▶ _PAGE EXTRACT_:
The Servicer shall maintain at all times during the term of this Agreement all material licenses and approvals required by applicable regulatory agencies and governmental authorities, including all material licenses and approvals necessary in each state where Members are located if the laws of such state require licensing or qualification in order to conduct the business of the Servicer with respect to the Borrower Loans, the Securities or the Members, including as contemplated in this Agreement, and in any event the Servicer shall remain in compliance with the laws and regulations of any such state to the extent necessary to ensure the enforceability of the Borrower Loans.
3.16 Power of Attorney.
The Company shall furnish the Servicer with any reasonably required documents related to the servicing of the Borrower Loans as the Servicer shall reasonably request to enable the Servicer to carry out its servicing and administrative duties hereunder. The Company shall execute any documentation furnished to it by the Servicer for recordation by the Servicer in the appropriate jurisdictions, as shall be necessary to effectuate the foregoing.

▶ _GIVEN INSTRUCTION A_:
Answer each question from the agreement excerpt, one answer per line.
(i) What must the Servicer maintain at all times during the term of the Agreement?
(ii) What heading is numbered 3.16?
(iii) What documentation must the Company execute?
The rows that follow have no connection to the agreement excerpt.

▶ _THE INPUT_:
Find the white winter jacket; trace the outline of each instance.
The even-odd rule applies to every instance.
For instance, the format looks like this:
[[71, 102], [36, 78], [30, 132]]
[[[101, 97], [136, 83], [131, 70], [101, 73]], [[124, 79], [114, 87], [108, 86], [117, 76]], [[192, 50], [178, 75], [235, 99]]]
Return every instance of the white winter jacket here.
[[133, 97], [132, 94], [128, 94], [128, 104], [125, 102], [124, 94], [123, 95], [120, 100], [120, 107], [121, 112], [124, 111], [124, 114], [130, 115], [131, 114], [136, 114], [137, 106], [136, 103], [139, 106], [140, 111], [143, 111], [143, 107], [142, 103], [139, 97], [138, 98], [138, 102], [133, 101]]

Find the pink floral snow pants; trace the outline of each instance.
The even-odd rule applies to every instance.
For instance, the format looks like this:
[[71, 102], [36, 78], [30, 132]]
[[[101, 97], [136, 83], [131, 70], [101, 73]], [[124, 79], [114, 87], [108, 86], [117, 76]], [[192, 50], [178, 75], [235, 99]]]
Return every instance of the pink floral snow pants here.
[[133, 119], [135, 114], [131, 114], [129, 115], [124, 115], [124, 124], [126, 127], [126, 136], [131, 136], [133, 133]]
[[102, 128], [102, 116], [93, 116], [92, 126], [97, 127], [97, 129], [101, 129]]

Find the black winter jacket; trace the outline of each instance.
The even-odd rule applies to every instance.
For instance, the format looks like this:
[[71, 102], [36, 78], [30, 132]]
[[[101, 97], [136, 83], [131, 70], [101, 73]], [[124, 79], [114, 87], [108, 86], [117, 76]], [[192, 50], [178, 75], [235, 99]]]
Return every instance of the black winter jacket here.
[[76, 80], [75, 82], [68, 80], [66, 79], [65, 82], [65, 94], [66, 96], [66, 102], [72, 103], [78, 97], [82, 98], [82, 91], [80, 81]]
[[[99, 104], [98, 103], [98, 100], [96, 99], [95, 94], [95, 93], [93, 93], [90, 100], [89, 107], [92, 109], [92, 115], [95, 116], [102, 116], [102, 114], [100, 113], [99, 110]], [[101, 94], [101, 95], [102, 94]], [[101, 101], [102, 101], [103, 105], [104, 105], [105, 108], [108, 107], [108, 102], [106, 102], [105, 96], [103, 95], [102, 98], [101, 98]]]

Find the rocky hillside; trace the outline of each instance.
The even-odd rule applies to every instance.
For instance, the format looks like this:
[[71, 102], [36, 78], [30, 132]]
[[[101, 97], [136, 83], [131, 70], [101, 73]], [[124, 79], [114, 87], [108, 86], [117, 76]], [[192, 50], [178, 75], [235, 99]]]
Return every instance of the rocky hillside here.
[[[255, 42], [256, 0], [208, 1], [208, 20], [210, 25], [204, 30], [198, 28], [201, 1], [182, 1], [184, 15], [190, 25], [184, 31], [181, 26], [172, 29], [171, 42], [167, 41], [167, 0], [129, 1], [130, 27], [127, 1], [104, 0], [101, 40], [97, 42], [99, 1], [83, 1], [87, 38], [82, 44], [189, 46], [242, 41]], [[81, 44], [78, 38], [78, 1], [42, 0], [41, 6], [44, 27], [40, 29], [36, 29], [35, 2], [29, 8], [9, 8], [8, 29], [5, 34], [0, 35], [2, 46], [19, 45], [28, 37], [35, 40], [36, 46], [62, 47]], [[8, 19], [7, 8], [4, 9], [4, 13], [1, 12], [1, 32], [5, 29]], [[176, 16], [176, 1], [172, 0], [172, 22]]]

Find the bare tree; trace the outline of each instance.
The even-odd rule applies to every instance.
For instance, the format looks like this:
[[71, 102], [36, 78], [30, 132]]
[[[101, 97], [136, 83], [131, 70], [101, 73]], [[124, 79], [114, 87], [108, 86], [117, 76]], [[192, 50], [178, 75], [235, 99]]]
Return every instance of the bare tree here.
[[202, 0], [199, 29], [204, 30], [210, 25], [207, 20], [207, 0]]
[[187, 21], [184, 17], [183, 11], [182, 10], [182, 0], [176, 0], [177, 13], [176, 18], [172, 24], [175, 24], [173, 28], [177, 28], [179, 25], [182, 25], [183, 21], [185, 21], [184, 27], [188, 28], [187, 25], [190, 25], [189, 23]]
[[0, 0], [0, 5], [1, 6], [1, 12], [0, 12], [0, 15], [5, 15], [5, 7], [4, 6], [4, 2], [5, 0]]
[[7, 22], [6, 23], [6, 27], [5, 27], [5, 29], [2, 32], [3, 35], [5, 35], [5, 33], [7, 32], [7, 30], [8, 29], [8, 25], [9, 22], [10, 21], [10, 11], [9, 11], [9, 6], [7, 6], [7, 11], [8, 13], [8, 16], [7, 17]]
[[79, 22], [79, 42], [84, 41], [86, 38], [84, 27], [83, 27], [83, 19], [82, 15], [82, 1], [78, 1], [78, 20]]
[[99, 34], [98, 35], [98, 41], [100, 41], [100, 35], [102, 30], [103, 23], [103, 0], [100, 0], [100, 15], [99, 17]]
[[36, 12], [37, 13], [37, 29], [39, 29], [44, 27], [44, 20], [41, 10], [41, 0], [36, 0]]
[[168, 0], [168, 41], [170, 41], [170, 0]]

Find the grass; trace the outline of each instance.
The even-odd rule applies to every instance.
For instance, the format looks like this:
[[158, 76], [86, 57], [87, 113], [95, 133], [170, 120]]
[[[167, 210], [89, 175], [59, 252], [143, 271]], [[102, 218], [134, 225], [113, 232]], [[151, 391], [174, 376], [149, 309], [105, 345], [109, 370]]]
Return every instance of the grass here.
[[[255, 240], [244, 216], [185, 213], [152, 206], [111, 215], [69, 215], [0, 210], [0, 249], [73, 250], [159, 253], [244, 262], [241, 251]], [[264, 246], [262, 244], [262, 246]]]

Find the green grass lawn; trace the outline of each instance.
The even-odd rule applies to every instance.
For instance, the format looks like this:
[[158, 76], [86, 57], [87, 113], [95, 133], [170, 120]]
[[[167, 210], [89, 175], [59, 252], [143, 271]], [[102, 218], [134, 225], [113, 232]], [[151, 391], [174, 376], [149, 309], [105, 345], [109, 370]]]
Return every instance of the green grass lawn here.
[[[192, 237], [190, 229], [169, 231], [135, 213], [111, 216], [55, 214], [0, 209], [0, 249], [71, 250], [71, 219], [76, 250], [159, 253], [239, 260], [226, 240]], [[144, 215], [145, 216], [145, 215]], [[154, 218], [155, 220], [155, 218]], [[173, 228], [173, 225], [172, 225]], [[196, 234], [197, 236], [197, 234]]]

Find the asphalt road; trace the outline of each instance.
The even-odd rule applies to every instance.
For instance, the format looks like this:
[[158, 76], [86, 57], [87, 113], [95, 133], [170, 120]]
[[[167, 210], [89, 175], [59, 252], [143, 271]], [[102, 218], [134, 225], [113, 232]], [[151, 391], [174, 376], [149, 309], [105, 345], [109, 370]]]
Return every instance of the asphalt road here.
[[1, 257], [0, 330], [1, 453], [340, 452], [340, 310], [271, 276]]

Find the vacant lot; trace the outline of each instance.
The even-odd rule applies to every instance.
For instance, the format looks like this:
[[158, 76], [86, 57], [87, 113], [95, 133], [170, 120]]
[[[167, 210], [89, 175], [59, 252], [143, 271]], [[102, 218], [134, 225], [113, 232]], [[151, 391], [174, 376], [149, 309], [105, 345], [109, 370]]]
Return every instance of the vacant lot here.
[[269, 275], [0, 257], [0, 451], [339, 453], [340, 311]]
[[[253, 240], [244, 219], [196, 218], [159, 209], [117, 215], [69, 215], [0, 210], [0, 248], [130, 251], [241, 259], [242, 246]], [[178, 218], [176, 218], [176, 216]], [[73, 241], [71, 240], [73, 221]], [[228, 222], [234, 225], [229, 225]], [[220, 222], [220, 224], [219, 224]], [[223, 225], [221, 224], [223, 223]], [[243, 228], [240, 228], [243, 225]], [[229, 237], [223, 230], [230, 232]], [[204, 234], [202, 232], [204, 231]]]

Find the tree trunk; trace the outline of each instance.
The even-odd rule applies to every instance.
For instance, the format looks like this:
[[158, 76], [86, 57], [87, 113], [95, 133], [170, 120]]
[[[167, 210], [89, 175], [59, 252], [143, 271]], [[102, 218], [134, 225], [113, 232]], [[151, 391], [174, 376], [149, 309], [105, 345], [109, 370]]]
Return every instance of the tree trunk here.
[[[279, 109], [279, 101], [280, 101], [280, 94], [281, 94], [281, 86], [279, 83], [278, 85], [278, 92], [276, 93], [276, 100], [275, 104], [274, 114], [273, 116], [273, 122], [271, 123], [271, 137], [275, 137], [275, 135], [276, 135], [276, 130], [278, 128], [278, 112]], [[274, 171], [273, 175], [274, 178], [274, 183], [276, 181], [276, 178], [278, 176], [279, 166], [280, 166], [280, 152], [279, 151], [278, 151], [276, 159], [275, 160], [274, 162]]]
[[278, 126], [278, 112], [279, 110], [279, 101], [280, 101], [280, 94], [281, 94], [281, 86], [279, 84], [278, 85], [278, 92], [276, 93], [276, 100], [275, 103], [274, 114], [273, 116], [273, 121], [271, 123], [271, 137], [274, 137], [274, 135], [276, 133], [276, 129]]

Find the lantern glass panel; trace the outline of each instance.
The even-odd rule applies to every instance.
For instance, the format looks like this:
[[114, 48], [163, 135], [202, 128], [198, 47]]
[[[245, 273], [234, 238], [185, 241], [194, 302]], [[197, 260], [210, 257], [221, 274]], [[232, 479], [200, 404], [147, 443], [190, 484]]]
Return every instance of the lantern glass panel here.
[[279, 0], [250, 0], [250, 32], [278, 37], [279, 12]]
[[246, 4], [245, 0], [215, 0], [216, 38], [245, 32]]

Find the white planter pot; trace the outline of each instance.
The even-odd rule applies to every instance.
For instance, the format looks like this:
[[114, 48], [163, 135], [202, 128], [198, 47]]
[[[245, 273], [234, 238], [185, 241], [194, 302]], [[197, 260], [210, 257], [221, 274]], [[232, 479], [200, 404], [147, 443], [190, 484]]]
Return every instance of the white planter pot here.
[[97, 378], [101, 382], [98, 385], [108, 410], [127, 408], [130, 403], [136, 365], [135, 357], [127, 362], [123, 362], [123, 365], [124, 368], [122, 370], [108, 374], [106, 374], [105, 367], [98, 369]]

▶ _GIVEN INSTRUCTION B_: Convert the rows to a numbered list, leaving out blank lines. Begin at the line that contains "Find the pink" and stop after the line that contains "129], [101, 129]]".

▶ _TASK ANSWER A_:
(i) All material licenses and approvals required by applicable regulatory agencies and governmental authorities.
(ii) Power of Attorney.
(iii) Any documentation furnished to it by the Servicer for recordation by the Servicer in the appropriate jurisdictions, as necessary to effectuate the foregoing.

▶ _TASK ANSWER B_:
1. Find the pink floral snow pants; trace the outline of each instance.
2. The even-odd rule applies to every instance.
3. For instance, the format looks like this:
4. [[71, 102], [36, 78], [30, 132]]
5. [[[101, 97], [136, 83], [131, 70], [101, 73]], [[124, 79], [114, 87], [108, 86], [117, 76]], [[192, 50], [178, 75], [235, 99]]]
6. Return every instance of the pink floral snow pants here.
7. [[133, 119], [135, 114], [131, 114], [129, 115], [124, 115], [124, 124], [126, 127], [126, 136], [131, 136], [133, 133]]
8. [[102, 128], [102, 116], [93, 116], [92, 126], [97, 127], [97, 129], [101, 129]]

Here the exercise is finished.